Figure 1. CAV-1 distribution and neutral lipid accumulation in liver tissue after 8 weeks on the normal diet and high-cholesterol diet with or without CAV-1 treatment.

(A) Note that CAV-1 is mainly expressed in the vicinity of the liver vasculature. Staining intensity was greater in CAV-1-treated rabbits (CAV-1 group) than in untreated hypercholesterolemic rabbits (control group). (B) Quantification of CAV-1 IHC staining in rabbit liver tissue per ×400 field/5 fields per animal, n = 6 rabbits for each group. Neutral lipid accumulation in the liver cells, indicated by exterior images (C) and oil-red O staining (D), was significantly higher in the control group than in the CAV-1 group. (E) High-cholesterol diet induced a significant increase in malondialdehyde levels in liver tissue. The data represent those from at least 3 independent experiments (magnification 400×, n = 6 for each group, Bar = 1 µm). * and † are significantly different from the normal and control groups, respectively, P<.05.

Figure 2. Changes in the mtDNA copy numbers in the control and CAV-1 groups.

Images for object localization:
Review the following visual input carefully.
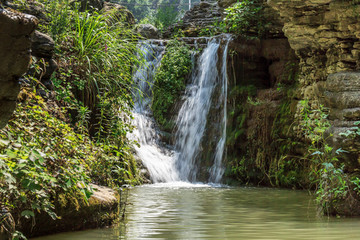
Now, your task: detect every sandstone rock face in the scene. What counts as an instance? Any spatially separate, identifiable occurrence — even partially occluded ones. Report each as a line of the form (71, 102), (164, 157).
(0, 9), (37, 128)
(136, 24), (159, 39)
(73, 0), (104, 11)
(31, 31), (55, 59)
(268, 0), (360, 92)
(164, 1), (222, 37)
(268, 0), (360, 156)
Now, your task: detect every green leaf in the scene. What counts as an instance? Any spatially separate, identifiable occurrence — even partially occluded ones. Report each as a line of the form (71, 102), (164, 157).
(21, 210), (35, 218)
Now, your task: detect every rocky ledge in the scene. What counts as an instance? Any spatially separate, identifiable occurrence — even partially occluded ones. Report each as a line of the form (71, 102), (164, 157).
(0, 9), (38, 128)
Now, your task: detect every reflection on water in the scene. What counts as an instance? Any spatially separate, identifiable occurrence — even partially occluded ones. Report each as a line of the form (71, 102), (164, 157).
(33, 183), (360, 240)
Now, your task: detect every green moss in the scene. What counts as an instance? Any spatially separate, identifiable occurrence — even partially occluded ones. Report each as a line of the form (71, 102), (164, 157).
(151, 41), (192, 129)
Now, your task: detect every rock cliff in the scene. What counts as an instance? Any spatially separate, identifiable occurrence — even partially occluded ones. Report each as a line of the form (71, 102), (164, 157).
(0, 9), (37, 128)
(268, 0), (360, 163)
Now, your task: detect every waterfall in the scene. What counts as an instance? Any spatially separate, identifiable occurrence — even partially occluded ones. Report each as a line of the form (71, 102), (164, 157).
(130, 43), (179, 183)
(175, 35), (229, 183)
(209, 38), (230, 183)
(133, 37), (230, 183)
(175, 39), (220, 181)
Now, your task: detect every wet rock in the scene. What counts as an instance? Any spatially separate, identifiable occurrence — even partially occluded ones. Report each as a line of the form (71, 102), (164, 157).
(136, 24), (159, 39)
(0, 9), (38, 128)
(21, 184), (125, 237)
(71, 0), (104, 11)
(31, 31), (55, 59)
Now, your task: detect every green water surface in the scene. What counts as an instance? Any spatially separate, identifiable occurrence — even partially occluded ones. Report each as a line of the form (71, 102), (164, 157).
(32, 183), (360, 240)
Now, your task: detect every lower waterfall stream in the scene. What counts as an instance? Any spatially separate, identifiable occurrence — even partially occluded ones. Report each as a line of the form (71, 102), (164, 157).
(132, 35), (230, 183)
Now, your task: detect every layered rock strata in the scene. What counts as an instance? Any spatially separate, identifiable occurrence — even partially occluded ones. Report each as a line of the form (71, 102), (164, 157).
(0, 9), (37, 128)
(268, 0), (360, 161)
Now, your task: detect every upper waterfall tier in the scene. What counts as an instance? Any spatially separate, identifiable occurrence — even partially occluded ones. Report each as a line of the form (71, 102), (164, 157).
(134, 35), (230, 182)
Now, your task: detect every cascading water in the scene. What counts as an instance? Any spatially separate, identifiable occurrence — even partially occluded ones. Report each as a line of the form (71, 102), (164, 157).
(175, 39), (220, 181)
(175, 37), (230, 183)
(131, 43), (179, 183)
(209, 37), (230, 183)
(133, 34), (230, 183)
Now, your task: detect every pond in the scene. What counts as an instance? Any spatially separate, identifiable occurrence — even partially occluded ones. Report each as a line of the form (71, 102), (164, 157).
(36, 183), (360, 240)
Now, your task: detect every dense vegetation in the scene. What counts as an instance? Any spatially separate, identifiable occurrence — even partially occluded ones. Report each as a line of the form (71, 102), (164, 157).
(0, 0), (143, 236)
(119, 0), (200, 30)
(151, 40), (192, 129)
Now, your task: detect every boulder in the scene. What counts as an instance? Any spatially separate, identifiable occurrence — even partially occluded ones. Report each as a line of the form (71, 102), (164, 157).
(136, 24), (159, 39)
(19, 184), (127, 237)
(0, 9), (38, 128)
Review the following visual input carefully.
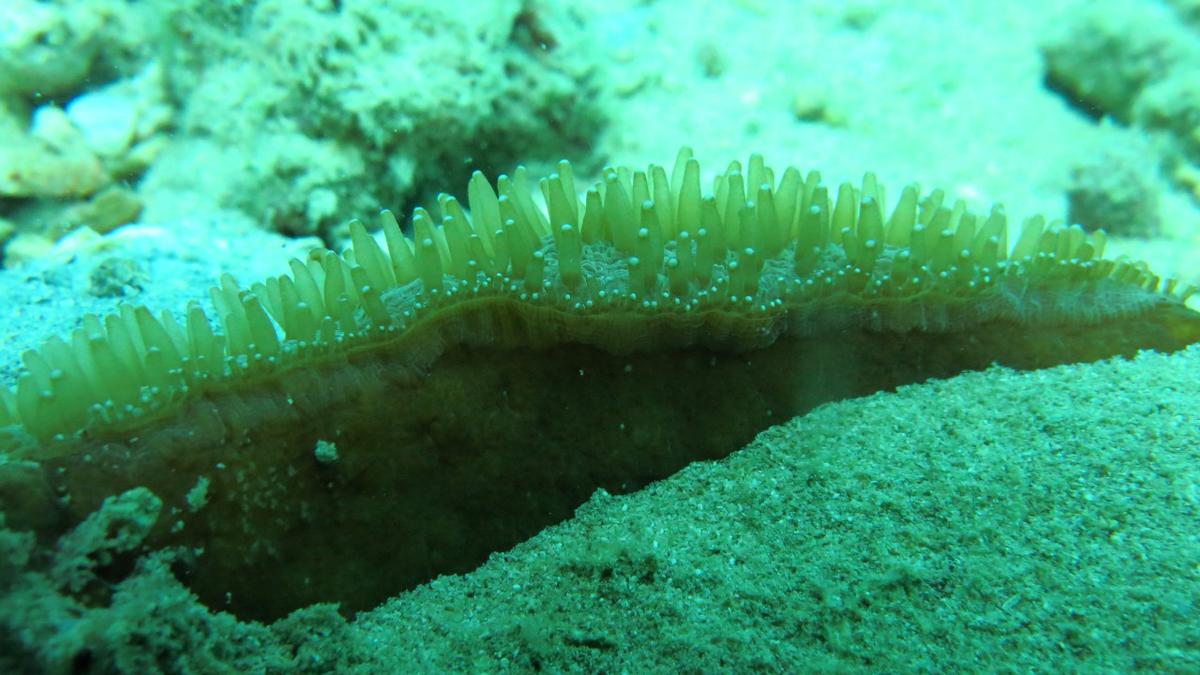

# Required actions
• 1. From the figure captions on CAV-1 in rabbit liver, list each lettered panel of Figure 1 and what it shows.
• 2. According to the figure captions on CAV-1 in rabbit liver, how many weeks were the rabbits on their diets?
• 3. Please write the next part of the figure captions on CAV-1 in rabbit liver, starting after the Figure 2 title.

# Answers to the tasks
• 1.
(A) CAV-1 distribution and staining intensity near the liver vasculature
(B) quantification of CAV-1 IHC staining in rabbit liver tissue
(C) exterior images of neutral lipid accumulation in the liver cells
(D) oil-red O staining of neutral lipid accumulation in the liver cells
(E) malondialdehyde levels in liver tissue

• 2. 8 weeks.

• 3.
A significant decrease in mtDNA copy number/cell was observed in the CAV-1 group compared with the normal group by SigmaPlot t-tests (* P<0.05). Values are mean ± SD from at least 3 independent experiments, n = 6 for each group.

Figure 3. CAV-1 reduces mitochondrial biogenesis and rescues morphological abnormalities in hypercholesterolaemic rabbits.

Expression levels of PGC-1α (A) and NRF-1 (B) proteins were higher in the control group but not in the CAV-1 group (magnification 400×, Bar = 1 µm). (C) Quantification of mitochondrial biogenesis marker PGC-1α and NRF-1 IHC stain per ×400 field/5 fields per animal, n = 6 rabbits for each group. * P<.05 compared with normal group. (D) Electron microscopy reveals a more condensed cytoplasm, with a dark electron-dense matrix and integrated cristae after CAV-1 treatment (magnification 3000×, n = 6 for each group, Bar = 0.5 µm). The data represent those from at least 3 independent experiments.

Figure 4. CAV-1 expression prevents Romo1-derived-ROS generation and increases the activity of antioxidant proteins.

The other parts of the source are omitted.